Provisions contained in the franchise agreement or related agreements that unreasonably restrict or limit the statute of limitations period for claims under the Washington Franchise Investment Protection Act, or rights or remedies under the Act such as a right to a jury trial, may not be enforceable.
Source: Item 17 — g. of the Disclosure Document is modified to state that, in addition to the grounds for immediate termination specified in Item 17.h., the franchisor can terminate upon written notice and a 60 day opportunity to cure for a breach of the Franchise Agreement. (FDD pages 51–65)
What This Means (2025 FDD)
According to the 2025 Zoomin Groomin FDD, the Washington Addendum does indeed supersede provisions in the franchise agreement and related documents under specific conditions. The addendum explicitly states that its provisions form an integral part of, are incorporated into, and modify the Franchise Disclosure Document, the franchise agreement, and all related agreements, regardless of any conflicting information within those documents. This ensures that franchisees in Washington are subject to the protections and regulations of Washington state law.
This superseding effect applies if (a) the offer to sell a Zoomin Groomin franchise is accepted in Washington, (b) the purchaser of the franchise is a resident of Washington, or (c) the franchised business is to be located or operated, wholly or partly, in Washington. This broad scope ensures that any franchisee connected to Washington through any of these criteria will have the Washington Addendum take precedence over conflicting terms in the standard franchise agreement.
Several specific provisions within the Washington Addendum further clarify this point. For instance, the addendum addresses conflicts of law, stating that the provisions of the Washington Franchise Investment Protection Act will prevail in such cases. It also highlights that RCW 19.100.180, the Franchisee Bill of Rights, may supersede provisions in the franchise agreement concerning the franchisee's relationship with Zoomin Groomin, particularly in areas of termination and renewal. Additionally, the addendum addresses issues such as general releases, statutes of limitations, waivers of jury trials, transfer fees, and non-competition covenants, specifying how Washington law modifies or voids conflicting terms in the franchise agreement. These stipulations collectively ensure that Zoomin Groomin franchisees in Washington receive the full protection of state law, even if the standard franchise agreement contains contradictory clauses.

== == ==

YOUR INSTRUCTIONS:
Answer the following questions using the passage on the Washington Addendum.
1. How many days does the modified Item 17 allow a franchisee to cure a breach of the Franchise Agreement after written notice?
2. What three conditions make the Washington Addendum supersede conflicting terms?
3. Which statute does the passage identify as the Franchisee Bill of Rights?

== == ==

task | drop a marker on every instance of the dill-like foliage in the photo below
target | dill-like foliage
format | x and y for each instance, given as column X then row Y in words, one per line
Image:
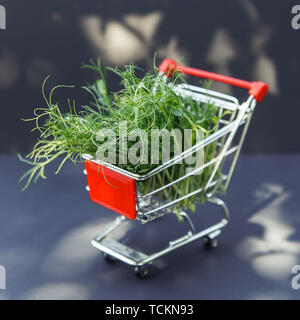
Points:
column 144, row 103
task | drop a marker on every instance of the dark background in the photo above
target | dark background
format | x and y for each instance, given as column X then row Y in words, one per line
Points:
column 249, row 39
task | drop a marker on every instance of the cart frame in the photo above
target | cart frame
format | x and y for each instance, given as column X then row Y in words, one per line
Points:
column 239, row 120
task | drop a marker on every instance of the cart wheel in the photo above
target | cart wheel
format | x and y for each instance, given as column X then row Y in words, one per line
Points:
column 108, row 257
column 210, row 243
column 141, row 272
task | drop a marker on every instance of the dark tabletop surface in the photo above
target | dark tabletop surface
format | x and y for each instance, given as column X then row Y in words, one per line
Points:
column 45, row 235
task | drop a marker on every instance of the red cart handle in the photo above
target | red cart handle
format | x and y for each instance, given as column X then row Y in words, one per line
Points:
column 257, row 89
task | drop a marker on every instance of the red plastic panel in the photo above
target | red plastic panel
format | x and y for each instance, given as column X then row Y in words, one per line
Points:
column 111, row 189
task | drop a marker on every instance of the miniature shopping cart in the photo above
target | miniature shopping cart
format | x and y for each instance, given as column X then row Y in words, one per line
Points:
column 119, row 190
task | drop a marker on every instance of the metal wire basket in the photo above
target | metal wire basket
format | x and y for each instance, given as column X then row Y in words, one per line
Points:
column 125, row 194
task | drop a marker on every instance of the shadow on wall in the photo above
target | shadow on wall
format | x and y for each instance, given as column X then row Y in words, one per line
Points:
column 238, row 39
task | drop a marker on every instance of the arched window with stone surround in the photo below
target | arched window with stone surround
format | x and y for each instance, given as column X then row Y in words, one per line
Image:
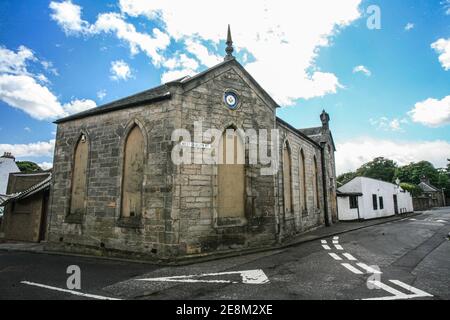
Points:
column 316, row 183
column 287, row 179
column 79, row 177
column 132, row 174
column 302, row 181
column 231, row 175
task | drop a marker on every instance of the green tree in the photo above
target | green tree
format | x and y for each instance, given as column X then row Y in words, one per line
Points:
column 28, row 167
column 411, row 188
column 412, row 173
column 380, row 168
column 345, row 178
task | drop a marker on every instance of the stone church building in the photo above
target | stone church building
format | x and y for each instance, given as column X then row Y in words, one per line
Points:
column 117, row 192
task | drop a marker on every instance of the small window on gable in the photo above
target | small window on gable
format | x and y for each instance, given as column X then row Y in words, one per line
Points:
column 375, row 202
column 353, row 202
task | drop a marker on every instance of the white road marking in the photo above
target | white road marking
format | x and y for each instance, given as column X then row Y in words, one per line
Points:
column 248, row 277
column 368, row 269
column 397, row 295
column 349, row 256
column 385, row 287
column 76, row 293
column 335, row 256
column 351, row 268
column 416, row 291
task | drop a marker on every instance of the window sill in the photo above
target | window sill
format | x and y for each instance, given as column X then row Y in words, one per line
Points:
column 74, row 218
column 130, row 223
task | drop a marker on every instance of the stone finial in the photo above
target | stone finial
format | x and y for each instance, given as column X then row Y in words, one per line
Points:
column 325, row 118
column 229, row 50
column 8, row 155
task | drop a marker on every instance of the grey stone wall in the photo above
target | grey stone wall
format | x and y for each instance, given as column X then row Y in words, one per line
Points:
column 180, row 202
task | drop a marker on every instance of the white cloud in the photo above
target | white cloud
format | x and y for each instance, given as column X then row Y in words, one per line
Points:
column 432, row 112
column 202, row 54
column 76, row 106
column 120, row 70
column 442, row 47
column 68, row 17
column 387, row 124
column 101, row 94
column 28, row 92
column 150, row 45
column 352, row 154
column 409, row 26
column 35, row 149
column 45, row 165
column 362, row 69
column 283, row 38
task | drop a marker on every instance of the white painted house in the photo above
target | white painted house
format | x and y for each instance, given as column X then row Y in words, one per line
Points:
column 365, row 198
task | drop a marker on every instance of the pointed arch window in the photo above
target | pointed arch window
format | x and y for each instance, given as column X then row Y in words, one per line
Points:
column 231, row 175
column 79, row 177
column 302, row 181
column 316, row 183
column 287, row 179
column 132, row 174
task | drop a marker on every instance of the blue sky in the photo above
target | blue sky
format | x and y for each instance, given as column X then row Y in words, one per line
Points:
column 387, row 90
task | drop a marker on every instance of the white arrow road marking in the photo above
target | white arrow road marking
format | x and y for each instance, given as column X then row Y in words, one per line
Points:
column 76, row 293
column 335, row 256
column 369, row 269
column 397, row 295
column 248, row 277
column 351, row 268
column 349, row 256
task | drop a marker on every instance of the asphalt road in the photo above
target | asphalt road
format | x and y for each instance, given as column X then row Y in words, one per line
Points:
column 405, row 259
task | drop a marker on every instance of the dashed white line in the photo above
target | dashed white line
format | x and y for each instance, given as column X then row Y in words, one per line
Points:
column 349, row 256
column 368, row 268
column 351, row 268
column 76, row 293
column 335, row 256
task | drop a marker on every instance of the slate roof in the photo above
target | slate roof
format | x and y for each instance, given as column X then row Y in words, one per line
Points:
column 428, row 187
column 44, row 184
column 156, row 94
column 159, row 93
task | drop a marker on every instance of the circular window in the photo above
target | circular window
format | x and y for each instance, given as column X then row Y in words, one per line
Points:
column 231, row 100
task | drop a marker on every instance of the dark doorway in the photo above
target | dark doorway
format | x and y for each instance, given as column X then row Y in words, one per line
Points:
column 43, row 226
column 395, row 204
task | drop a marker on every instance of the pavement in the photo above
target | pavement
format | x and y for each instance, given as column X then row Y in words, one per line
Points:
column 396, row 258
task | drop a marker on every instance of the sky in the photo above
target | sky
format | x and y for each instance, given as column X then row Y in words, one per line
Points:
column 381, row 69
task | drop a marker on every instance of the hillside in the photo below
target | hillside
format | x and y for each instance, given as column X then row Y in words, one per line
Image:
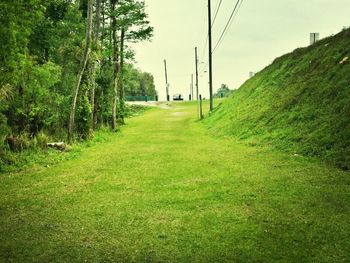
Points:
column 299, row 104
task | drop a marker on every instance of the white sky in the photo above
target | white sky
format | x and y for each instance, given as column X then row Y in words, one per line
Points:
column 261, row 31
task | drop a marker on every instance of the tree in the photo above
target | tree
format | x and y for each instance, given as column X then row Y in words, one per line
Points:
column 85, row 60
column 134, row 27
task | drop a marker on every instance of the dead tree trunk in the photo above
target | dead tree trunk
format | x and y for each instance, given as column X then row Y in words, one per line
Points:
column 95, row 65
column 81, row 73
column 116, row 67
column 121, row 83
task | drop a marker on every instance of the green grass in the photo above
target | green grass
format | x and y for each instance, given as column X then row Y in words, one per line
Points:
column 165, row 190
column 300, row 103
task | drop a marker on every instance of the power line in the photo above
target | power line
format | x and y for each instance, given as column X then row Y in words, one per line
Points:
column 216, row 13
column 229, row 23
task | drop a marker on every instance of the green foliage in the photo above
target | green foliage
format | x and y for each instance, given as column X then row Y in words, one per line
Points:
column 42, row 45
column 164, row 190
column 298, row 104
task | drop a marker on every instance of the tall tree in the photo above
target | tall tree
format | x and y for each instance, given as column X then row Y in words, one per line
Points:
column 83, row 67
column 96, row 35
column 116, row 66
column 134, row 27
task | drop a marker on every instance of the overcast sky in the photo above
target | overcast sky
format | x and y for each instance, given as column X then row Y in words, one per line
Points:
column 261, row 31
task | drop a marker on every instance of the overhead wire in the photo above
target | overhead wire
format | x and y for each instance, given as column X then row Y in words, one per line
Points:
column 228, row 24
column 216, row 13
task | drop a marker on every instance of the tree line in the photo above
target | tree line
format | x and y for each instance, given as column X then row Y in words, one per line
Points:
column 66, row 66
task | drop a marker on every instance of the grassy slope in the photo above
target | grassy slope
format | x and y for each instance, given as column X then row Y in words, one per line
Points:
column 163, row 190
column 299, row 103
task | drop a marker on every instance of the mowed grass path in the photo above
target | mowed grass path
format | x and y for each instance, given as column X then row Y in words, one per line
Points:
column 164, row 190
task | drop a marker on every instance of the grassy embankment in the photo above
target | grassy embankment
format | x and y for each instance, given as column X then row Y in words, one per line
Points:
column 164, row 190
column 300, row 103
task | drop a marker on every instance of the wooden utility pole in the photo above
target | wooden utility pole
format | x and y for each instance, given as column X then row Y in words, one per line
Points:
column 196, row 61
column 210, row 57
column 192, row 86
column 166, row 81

== == ==

FULL ANSWER:
1. 60 days.
2. (a) The offer to sell a Zoomin Groomin franchise is accepted in Washington; (b) the purchaser of the franchise is a resident of Washington; or (c) the franchised business is to be located or operated, wholly or partly, in Washington.
3. RCW 19.100.180.